▶ _Исходный текст_
Из приведенных писем видно, что проживавший со Станкевичем Бакунин все знал. Как же отнесся он к решению друга?
Бакунин был любящим братом, но родственные отношения и привязанности безоговорочно подчинял он идее и убеждениям. Убеждение же его состояло в том, что брак без любви безнравствен и не имеет оправданий. Бакунин убедился уже в этом на примере своей сестры Варвары, которая вышла без любви за Дьякова и освобождению которой он теперь всячески содействовал. Мишель не хотел, чтобы подобная история повторилась вновь – с другой его сестрой и с близким товарищем.
Словом, он всецело встал на сторону Станкевича. Возможно даже, Мишель участвовал и в принятии его решения об отъезде.
Уезжал Станкевич за границу в августе 1837 года. Уезжал, не зная о том, что навсегда расстается со многими друзьями, с близкими, с Москвою, с родиной.
В начале сентября Станкевич был уже в Кракове. Пожил несколько дней в Олмюце – «чистом, опрятном, веселом городке».
В Прагу приехал на дилижансе. Погода испортилась; шел дождь, похолодало, в воздухе висела какая-то изморось, заставлявшая Станкевича острее ощущать свой недуг.
Но едва распогодилось, Станкевич отправился знакомиться с городом. Полюбовался его живописным местоположением; в соборе Святого Витта обратил внимание на картину старинного немецкого живописца Геринга «Встреча Елисаветы и Марии». Видел и работы Кранаха, но большого впечатления они на него не произвели.
В Праге Станкевич свел новые знакомства: с известным ученым-славистом Шафариком, с поэтом Челаковским. Успел даже поспорить с ними о путях развития славянских народов, об отношении к старым обычаям, преданиям и традициям.
Станкевич был против искусственного оживления этих традиций: «Создать характер, воспитать себя можно только человеческими началами; выдумывать или сочинять характер народа из его старых обычаев, старых действий значит хотеть продолжить для него время детства». Вспоминая картину Геринга, Станкевич говорил, что художник «верно, не хотел написать немку, но его Мария поневоле вышла с немецким лицом». Подобного взгляда всегда придерживался и Белинский, считавший, что главное – это правда и что если художник верен действительности и гуманным идеям, то народность скажется сама собою.

▶ _Письменное задание_
Ответьте по тексту о поездке Станкевича:
(а) За кого вышла замуж без любви сестра Бакунина Варвара?
(б) В каком месяце и году Станкевич уехал за границу?
(в) С кем Станкевич познакомился в Праге?

▶ _Выдержка из данных_

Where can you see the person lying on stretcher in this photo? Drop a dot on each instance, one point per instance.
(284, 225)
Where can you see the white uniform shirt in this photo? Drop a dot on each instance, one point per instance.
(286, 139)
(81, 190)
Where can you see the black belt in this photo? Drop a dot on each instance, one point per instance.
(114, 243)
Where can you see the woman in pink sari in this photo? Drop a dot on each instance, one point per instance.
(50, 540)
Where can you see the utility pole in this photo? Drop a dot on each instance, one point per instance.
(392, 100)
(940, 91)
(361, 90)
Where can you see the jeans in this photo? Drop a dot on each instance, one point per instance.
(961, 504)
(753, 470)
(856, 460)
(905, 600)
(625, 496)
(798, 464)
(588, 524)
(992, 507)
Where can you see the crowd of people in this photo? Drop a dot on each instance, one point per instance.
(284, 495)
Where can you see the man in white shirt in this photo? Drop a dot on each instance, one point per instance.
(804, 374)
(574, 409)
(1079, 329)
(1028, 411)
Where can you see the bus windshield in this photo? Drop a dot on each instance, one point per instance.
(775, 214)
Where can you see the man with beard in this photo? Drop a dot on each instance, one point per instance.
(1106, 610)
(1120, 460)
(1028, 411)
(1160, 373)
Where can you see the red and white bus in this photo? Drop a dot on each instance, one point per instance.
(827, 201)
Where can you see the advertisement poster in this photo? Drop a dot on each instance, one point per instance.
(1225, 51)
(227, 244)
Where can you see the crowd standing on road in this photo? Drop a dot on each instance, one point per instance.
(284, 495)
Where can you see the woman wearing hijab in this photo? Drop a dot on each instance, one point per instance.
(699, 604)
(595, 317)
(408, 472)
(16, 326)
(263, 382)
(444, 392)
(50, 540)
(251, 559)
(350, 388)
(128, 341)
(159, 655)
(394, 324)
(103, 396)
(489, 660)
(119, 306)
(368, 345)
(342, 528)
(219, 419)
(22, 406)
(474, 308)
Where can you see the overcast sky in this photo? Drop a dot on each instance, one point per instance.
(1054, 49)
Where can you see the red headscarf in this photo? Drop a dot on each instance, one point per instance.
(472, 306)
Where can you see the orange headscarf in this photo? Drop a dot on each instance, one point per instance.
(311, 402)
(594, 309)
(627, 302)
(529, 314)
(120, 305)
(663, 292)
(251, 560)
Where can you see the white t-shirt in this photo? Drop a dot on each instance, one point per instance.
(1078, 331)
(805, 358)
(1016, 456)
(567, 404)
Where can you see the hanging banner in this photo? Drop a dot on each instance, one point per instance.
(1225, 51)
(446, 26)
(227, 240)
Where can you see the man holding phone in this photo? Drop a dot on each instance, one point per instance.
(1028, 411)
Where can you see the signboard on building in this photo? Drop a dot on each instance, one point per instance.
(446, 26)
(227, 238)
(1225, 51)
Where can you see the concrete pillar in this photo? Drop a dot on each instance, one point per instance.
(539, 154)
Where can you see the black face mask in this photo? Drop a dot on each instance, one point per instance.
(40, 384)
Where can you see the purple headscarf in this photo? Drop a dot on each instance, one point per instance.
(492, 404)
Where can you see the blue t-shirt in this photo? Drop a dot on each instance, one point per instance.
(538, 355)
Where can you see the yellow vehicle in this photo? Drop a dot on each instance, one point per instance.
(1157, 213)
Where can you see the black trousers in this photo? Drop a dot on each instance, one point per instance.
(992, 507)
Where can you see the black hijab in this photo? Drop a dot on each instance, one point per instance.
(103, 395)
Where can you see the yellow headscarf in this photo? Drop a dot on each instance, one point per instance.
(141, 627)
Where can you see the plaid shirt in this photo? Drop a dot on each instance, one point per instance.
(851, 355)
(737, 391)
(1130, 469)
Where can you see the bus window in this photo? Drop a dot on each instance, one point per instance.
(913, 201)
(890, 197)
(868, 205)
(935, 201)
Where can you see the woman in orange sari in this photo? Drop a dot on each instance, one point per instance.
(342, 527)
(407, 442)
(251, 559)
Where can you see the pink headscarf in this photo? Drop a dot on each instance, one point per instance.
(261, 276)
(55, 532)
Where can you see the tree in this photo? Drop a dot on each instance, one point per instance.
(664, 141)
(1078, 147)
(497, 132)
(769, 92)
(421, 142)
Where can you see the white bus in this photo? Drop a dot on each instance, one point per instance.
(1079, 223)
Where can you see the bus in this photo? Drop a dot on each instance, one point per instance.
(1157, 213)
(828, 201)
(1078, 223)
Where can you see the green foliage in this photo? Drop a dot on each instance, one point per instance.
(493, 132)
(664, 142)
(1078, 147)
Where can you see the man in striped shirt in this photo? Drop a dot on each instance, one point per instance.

▶ _Готовый ответ_
(а) За Дьякова.
(б) В августе 1837 года.
(в) С ученым-славистом Шафариком и поэтом Челаковским.